Data shown |
::::::::::
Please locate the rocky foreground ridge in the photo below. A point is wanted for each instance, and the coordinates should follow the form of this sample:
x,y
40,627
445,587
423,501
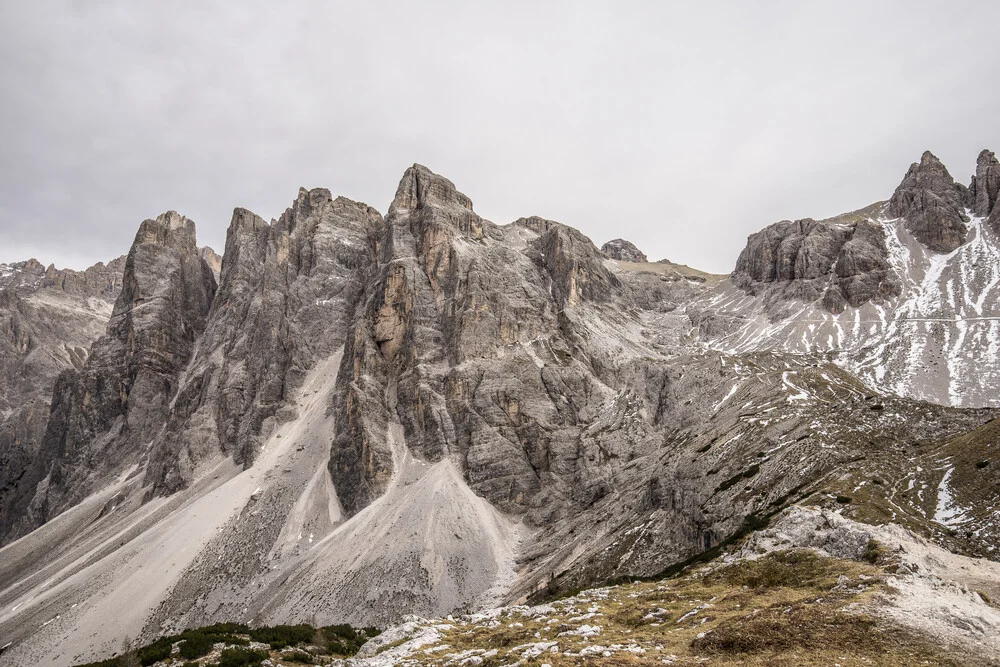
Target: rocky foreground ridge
x,y
359,417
::::::::::
Task |
Copy all of the data above word for word, omitting the picture.

Answer below |
Please locate the rocky foreground ridge in the photo below. A point is wanted for each instance, and the coordinates should follow the form of this sample:
x,y
40,627
445,587
423,501
Target: rocky foreground ridge
x,y
359,417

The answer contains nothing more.